» **Rows from a box-labeling dataset**:

________________________________________

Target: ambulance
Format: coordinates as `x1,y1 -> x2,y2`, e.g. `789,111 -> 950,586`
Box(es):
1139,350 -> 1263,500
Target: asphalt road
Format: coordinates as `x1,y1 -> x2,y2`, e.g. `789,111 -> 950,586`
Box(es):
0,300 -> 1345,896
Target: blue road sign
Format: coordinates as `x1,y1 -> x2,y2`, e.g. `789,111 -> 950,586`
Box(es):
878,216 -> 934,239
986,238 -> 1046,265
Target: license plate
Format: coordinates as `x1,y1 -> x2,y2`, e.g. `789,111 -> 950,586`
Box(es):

________________________________________

» **TASK INSTRUCTIONS**:
Put every line of the records above into a JSON list of strings, one string per line, leaving out blank lines.

» **RESULT OF THE TASK**:
[
  "Target: ambulance",
  "Format: coordinates as `x1,y1 -> x2,y2`, e.g. `789,111 -> 950,586`",
  "Box(es):",
  "1139,350 -> 1263,500",
  "Target: asphalt road",
  "Format: coordinates as `x1,y1 -> x2,y2`, e.g. `789,111 -> 950,586`",
  "Box(es):",
  "0,300 -> 1345,896",
  "Target: blue road sign",
  "Format: coordinates as `x1,y1 -> x2,y2`, e.g. `789,111 -> 950,586`",
  "Box(es):",
  "878,216 -> 934,239",
  "986,238 -> 1046,265",
  "Target: license plate",
  "Format: coordinates as `x1,y1 -> x2,y2`, e.g. `789,111 -> 950,586`",
  "Box(es):"
]